Instructions to follow: Within the records below, find each line with the word "mark" and copy it out.

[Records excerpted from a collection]

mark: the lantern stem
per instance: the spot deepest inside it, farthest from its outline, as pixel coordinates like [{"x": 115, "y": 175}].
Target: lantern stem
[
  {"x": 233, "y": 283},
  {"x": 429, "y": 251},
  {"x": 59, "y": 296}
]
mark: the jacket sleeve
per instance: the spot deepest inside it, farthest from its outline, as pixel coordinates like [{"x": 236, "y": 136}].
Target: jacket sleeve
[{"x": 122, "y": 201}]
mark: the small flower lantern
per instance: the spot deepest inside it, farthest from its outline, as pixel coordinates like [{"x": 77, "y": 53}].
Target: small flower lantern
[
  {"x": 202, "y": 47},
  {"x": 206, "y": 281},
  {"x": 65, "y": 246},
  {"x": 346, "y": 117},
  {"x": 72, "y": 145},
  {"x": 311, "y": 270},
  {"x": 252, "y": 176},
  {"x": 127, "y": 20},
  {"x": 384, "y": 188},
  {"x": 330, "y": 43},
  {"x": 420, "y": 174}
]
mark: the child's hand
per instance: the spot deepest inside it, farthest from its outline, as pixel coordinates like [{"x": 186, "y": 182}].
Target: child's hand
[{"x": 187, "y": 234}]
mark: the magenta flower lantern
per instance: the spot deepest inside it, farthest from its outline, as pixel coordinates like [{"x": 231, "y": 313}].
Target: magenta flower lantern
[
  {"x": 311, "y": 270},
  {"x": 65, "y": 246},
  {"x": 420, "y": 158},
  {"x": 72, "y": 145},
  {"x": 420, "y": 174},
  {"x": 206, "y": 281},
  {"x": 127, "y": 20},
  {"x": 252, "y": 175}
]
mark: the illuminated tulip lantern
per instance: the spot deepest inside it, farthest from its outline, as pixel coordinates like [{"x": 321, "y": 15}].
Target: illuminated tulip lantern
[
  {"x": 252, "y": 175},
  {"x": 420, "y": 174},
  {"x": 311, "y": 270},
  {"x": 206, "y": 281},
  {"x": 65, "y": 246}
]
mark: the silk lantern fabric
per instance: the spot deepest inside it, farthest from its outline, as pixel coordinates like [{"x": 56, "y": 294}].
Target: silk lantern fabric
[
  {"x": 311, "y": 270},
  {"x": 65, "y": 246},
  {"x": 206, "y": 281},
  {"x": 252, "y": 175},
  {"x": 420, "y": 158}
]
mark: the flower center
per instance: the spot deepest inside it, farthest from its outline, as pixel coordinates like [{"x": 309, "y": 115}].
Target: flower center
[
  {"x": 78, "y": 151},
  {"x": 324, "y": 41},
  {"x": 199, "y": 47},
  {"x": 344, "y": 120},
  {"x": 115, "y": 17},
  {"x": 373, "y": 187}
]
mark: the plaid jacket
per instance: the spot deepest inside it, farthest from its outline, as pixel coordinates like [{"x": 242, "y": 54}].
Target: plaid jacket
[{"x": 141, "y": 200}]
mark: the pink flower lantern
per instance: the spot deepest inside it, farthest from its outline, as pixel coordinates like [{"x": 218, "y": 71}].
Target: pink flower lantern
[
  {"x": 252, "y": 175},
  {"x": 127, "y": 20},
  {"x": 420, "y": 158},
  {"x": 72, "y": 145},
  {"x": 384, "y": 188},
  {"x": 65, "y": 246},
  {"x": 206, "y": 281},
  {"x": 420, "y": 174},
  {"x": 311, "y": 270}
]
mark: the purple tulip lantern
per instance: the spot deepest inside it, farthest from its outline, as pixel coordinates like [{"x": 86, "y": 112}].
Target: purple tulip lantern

Written answer:
mark: the lantern stem
mark: the jacket sleeve
mark: the small flower lantern
mark: the child's hand
mark: the magenta flower lantern
mark: the illuminated tulip lantern
mark: the silk lantern fabric
mark: the flower center
mark: the plaid jacket
mark: the pink flower lantern
mark: the purple tulip lantern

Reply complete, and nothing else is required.